*WHAT THE TASK REQUIRES*. Update the listing below, changing each "instance" to "occurrence" and leaving the rest untouched.

### WORKING DATA

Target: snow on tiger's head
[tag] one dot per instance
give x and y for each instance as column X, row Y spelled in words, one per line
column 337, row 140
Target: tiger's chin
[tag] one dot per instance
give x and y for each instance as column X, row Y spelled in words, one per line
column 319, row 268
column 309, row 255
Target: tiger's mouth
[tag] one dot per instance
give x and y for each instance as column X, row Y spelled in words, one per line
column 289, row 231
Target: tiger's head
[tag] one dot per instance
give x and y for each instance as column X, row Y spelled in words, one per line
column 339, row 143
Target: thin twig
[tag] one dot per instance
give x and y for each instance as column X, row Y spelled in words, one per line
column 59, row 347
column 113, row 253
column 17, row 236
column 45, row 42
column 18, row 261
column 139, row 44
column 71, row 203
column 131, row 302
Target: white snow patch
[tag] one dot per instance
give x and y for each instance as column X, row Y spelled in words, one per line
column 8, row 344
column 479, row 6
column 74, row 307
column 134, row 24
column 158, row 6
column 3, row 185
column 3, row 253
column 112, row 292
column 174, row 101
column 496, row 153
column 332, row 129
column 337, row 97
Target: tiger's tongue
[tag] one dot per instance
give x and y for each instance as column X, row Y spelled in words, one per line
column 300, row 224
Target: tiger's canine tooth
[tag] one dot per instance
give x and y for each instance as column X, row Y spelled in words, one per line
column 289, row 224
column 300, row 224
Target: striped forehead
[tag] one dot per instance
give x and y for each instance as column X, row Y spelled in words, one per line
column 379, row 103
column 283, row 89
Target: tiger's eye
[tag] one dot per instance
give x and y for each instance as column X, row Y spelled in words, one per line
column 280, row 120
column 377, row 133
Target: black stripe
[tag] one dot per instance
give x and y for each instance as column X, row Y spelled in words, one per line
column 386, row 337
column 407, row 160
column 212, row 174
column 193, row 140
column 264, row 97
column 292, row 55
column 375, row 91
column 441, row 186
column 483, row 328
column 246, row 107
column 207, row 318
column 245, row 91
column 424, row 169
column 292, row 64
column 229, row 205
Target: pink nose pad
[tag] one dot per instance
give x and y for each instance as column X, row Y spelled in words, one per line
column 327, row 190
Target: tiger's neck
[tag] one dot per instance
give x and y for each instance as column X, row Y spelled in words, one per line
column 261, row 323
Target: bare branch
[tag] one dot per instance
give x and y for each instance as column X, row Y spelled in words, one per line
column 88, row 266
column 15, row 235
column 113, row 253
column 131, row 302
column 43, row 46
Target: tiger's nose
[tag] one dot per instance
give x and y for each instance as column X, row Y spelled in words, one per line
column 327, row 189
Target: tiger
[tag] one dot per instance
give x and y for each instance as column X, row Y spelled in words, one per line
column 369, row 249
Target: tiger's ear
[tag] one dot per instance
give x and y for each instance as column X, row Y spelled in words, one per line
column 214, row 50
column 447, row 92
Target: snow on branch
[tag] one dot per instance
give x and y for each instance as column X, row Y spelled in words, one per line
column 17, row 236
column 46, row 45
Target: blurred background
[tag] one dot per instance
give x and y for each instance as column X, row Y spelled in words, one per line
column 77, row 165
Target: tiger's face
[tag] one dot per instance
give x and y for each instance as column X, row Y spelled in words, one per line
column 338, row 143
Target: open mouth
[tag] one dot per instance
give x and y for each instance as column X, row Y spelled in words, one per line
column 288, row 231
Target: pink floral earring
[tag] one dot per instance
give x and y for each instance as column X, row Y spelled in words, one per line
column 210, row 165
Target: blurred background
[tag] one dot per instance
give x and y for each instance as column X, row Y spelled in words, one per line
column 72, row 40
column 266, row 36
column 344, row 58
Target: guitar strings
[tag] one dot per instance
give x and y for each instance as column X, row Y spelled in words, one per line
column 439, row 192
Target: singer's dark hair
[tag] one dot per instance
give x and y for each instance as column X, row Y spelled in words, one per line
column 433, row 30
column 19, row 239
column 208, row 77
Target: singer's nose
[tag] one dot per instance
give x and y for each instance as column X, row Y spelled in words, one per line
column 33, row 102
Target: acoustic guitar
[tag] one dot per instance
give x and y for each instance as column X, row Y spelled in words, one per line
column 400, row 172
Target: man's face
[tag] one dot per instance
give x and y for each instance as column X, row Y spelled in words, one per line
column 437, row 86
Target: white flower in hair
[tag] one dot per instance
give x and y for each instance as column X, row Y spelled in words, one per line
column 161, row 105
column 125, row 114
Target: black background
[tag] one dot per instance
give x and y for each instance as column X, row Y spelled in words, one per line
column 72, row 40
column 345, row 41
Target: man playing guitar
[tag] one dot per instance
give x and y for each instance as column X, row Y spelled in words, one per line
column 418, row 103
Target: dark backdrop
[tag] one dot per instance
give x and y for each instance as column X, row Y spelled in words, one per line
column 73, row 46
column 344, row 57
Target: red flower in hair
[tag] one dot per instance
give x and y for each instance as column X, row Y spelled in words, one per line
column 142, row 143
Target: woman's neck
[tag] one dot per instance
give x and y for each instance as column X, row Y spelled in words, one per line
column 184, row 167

######

*COMPLETE RESPONSE*.
Target: snow on tiger's head
[tag] one dot per occurrence
give x and y for each occurrence as column X, row Y spelled in words, one per line
column 337, row 140
Target: tiger's chin
[tag] one dot per occurrence
give x and y for each occurrence as column X, row Y spelled in words, one per line
column 319, row 268
column 309, row 255
Target: tiger's mouth
[tag] one dot per occurrence
give x and y for each occurrence as column X, row Y spelled in words, one per line
column 289, row 231
Target: tiger's head
[tag] one dot per occurrence
give x and y for each occurrence as column X, row Y spelled in words, one per line
column 339, row 143
Target: thin twig
[tag] one dot per occurrence
give x and y for each occurrence as column X, row Y spelled in words, one per line
column 59, row 347
column 113, row 253
column 17, row 236
column 45, row 42
column 18, row 261
column 139, row 44
column 71, row 203
column 131, row 302
Target: white snow patch
[tag] one dot per occurrence
give x and y for each occurrence as column X, row Y spelled in words, one per line
column 8, row 344
column 479, row 6
column 74, row 307
column 134, row 24
column 158, row 6
column 3, row 185
column 3, row 253
column 112, row 292
column 174, row 101
column 496, row 153
column 332, row 129
column 337, row 97
Target: tiger's tongue
[tag] one dot per occurrence
give x and y for each occurrence as column X, row Y spelled in words, one per line
column 300, row 224
Target: tiger's canine tooth
[tag] one dot per occurrence
give x and y for each occurrence as column X, row Y spelled in words, one per line
column 289, row 224
column 300, row 224
Target: striped forehead
[tag] one dot per occurrence
give x and y for each occurrence as column X, row Y spelled in words, one per line
column 379, row 103
column 283, row 89
Target: tiger's eye
[tag] one dot per occurrence
give x and y for each occurrence as column X, row Y spelled in words, one per line
column 280, row 120
column 377, row 133
Target: black stripe
[tag] one dot per occurrence
give x and y for each occurrence as column X, row Y spelled in words, one per line
column 386, row 337
column 407, row 160
column 212, row 174
column 193, row 140
column 264, row 97
column 292, row 55
column 375, row 91
column 441, row 186
column 483, row 328
column 246, row 107
column 207, row 318
column 245, row 91
column 424, row 169
column 292, row 64
column 229, row 205
Target: pink nose pad
[tag] one dot per occurrence
give x and y for each occurrence as column X, row Y spelled in words, one per line
column 327, row 190
Target: tiger's neck
[tag] one dot per occurrence
give x and y for each occurrence as column X, row Y spelled in words, one per line
column 261, row 323
Target: bare branch
[tag] one dot per occurrence
give x and y for each occurrence as column X, row Y spelled in words, one per line
column 88, row 266
column 15, row 235
column 113, row 253
column 131, row 302
column 43, row 46
Target: tiger's nose
[tag] one dot per occurrence
give x and y for each occurrence as column X, row Y spelled in words, one per line
column 327, row 189
Target: tiger
[tag] one dot per occurrence
give x and y for each occurrence as column X, row Y spelled in words, one per line
column 369, row 249
Target: tiger's ear
[tag] one dot per occurrence
give x and y for each occurrence as column X, row Y spelled in words, one per line
column 214, row 50
column 447, row 92
Target: snow on branch
[tag] one dot per occurrence
give x and y for each occurrence as column X, row Y spelled in words, one per line
column 17, row 236
column 46, row 45
Target: blurred background
[tag] one dot per occurrence
give x and y for each occurrence as column X, row Y spelled in words, one per line
column 77, row 165
Target: tiger's face
[tag] one dot per occurrence
give x and y for each occurrence as column X, row Y spelled in words, one per line
column 338, row 143
Target: open mouth
[tag] one dot per occurrence
give x and y for each occurrence as column X, row Y spelled in words, one per line
column 288, row 231
Target: pink floral earring
[tag] one dot per occurrence
give x and y for each occurrence as column X, row Y spelled in words, one per line
column 210, row 165
Target: blurred background
[tag] one dot per occurrence
give x and y for each occurrence as column X, row Y spelled in words, one per line
column 72, row 40
column 266, row 36
column 344, row 58
Target: guitar strings
[tag] one dot per occurrence
give x and y for each occurrence as column X, row Y spelled in words, one per line
column 439, row 192
Target: singer's dark hair
[tag] one dot per occurrence
give x and y for each occurrence as column X, row Y spelled in words, one per line
column 433, row 30
column 19, row 239
column 208, row 77
Target: singer's nose
[tag] one dot per occurrence
give x and y for each occurrence as column X, row Y spelled in words, one per line
column 33, row 102
Target: acoustic guitar
[tag] one dot per occurrence
give x and y for each occurrence as column X, row Y spelled in words, one per line
column 400, row 172
Target: man's face
[tag] one dot per occurrence
give x and y for each occurrence as column X, row Y spelled in words, one per line
column 437, row 86
Target: white flower in hair
[tag] one dot per occurrence
give x and y for each occurrence as column X, row Y spelled in words, one per line
column 161, row 105
column 125, row 114
Target: black background
[tag] one dot per occurrence
give x and y for each occurrence as column X, row Y spelled in words, one per line
column 72, row 40
column 345, row 41
Target: man playing guitar
[tag] one dot per occurrence
give x and y for each occurrence as column X, row Y spelled in words, one per line
column 418, row 103
Target: dark backdrop
[tag] one dot per occurrence
give x and y for each occurrence as column X, row Y spelled in words, one per line
column 73, row 46
column 344, row 57
Target: red flower in hair
[tag] one dot per occurrence
give x and y for each occurrence as column X, row Y spelled in words, one per line
column 142, row 143
Target: woman's neck
[tag] one dot per occurrence
give x and y for each occurrence as column X, row Y spelled in words, one per line
column 184, row 167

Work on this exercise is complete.